* [Problem]:
List every command in the proxy NDP passage that begins with the "#" prompt.

* [Passage given]:
---*---
To set up proxy NDP, we first need to enable IPv6 packet forwarding and proxy ARP on the interfaces we want in the kernel. For most people, enabling these on all interfaces will be sufficient and shouldn’t cause any problems but these features can be individually enabled on selected interfaces if desired. We also add an iptables rule for forwarding which may be necessary if you have iptables enabled (make sure to save this with ip6tables-save afterward).

# sysctl -w net.ipv6.conf.all.forwarding=1
# sysctl -w net.ipv6.conf.all.proxy_ndp=1
# echo net.ipv6.conf.all.forwarding=1 >> /etc/sysctl.d/70-docker-ipv6.conf
# echo net.ipv6.conf.all.proxy_ndp=1 >> /etc/sysctl.d/70-docker-ipv6.conf
# ip6tables -P FORWARD ACCEPT

Now, normally, you would need to manually add rules for every single address to proxy using a command like ip -6 neigh add proxy $ext_ip dev $int_if. This is a tedious process and thankfully there are very useful tools like ndppd(1) that greatly facilitate and automate this process. Start by installing ndppd using the package manager of your choice and then edit or create if it does not exist the file /etc/ndppd.conf according to the sample configuration below.

proxy <NAME OF YOUR HOST NETWORK INTERFACE> {
    rule 2001:db8:dead:beef:face::/80 {
        iface docker0
    }
}

On my server the configuration looks something like this.

proxy eno1 {
    rule 2001:db8:dead:beef:face::/80 {
        iface docker0
    }
}

Then finally, start the proxy NDP daemon.

systemctl start ndppd

If you start pinging your container again, it will start responding and if you are still running tcpdump, you will see neighbor advertisements in response to the neighbor solicitations the OVH router is sending to your server.

13:24:49.966684 IP6 fe80::6e9c:edff:feba:ec40 > ff02::1:ff00:0: ICMP6, neighbor solicitation, who has 2607:5300:60:2dff:ff:ff:ff:ff, length 32
13:24:49.967387 IP6 fe80::7254:d2ff:fe19:c075 > fe80::6e9c:edff:feba:ec40: ICMP6, neighbor advertisement, tgt is 2001:db8:dead:beef:face:242:ac11:3, length 24
64 bytes from 2001:db8:dead:beef:face:242:ac11:3: icmp_seq=1 ttl=42 time=154 ms
64 bytes from 2001:db8:dead:beef:face:242:ac11:3: icmp_seq=2 ttl=42 time=151 ms
64 bytes from 2001:db8:dead:beef:face:242:ac11:3: icmp_seq=3 ttl=42 time=152 ms
64 bytes from 2001:db8:dead:beef:face:242:ac11:3: icmp_seq=4 ttl=42 time=153 ms
64 bytes from 2001:db8:dead:beef:face:242:ac11:3: icmp_seq=5 ttl=42 time=152 ms

Success!

Success for docker, that is… There are a bunch of additional gotchas that need to be covered if you use docker-compose as I do.
---*---
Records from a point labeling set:
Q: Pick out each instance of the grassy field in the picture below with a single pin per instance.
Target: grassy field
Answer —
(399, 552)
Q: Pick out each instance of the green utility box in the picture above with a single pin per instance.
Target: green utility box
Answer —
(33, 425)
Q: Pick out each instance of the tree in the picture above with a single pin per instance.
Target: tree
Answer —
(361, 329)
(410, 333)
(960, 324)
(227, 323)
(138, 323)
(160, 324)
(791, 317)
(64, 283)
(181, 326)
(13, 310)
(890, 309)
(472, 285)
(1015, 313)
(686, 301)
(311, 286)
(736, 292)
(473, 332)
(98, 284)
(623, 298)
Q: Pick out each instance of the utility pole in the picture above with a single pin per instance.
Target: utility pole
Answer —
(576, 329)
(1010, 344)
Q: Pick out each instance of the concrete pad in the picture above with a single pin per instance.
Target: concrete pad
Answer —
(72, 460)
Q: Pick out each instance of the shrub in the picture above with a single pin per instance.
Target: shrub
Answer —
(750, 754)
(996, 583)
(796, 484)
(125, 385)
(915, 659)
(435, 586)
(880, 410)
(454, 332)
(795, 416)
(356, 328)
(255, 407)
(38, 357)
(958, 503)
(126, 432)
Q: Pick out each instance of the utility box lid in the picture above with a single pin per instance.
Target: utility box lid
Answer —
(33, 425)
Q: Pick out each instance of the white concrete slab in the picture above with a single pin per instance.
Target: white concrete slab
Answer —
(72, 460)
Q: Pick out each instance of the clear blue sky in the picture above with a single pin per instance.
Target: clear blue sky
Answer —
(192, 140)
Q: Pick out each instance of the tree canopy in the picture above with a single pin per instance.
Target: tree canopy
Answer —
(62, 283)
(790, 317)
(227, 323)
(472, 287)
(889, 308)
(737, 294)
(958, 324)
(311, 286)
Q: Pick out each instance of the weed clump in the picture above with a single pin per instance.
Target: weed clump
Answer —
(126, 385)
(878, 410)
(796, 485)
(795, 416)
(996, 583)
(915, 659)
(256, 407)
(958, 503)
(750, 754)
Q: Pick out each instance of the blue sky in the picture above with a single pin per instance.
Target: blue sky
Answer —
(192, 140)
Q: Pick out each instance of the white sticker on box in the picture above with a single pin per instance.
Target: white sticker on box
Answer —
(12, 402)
---*---
* [Answer to this task]:
sysctl -w net.ipv6.conf.all.forwarding=1
sysctl -w net.ipv6.conf.all.proxy_ndp=1
echo net.ipv6.conf.all.forwarding=1 >> /etc/sysctl.d/70-docker-ipv6.conf
echo net.ipv6.conf.all.proxy_ndp=1 >> /etc/sysctl.d/70-docker-ipv6.conf
ip6tables -P FORWARD ACCEPT